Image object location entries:
_ _ _

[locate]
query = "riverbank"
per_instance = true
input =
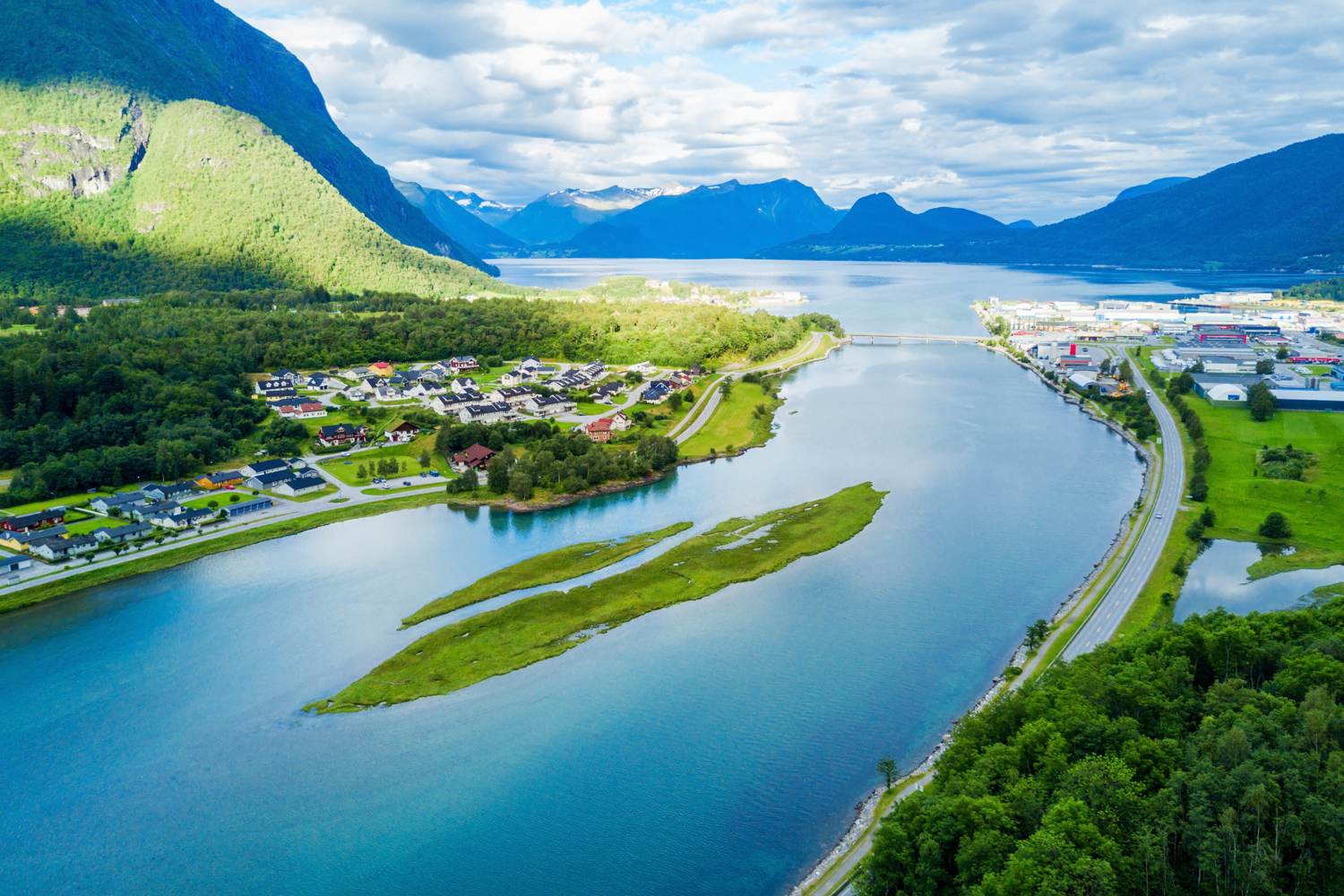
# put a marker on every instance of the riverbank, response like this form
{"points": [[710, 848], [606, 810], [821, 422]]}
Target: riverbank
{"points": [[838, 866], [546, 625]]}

_ _ _

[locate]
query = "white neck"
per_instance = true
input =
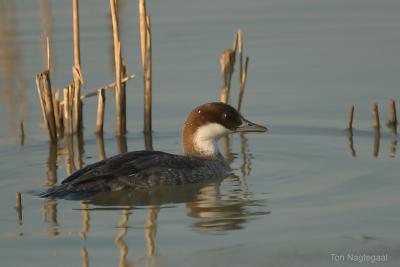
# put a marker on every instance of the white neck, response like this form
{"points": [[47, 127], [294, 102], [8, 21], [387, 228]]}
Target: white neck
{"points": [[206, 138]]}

_ _ _

Show each line of the rows above that contains the string "riverbank".

query = "riverbank"
# put a marker on every instance of the riverbank, response like this form
Target: riverbank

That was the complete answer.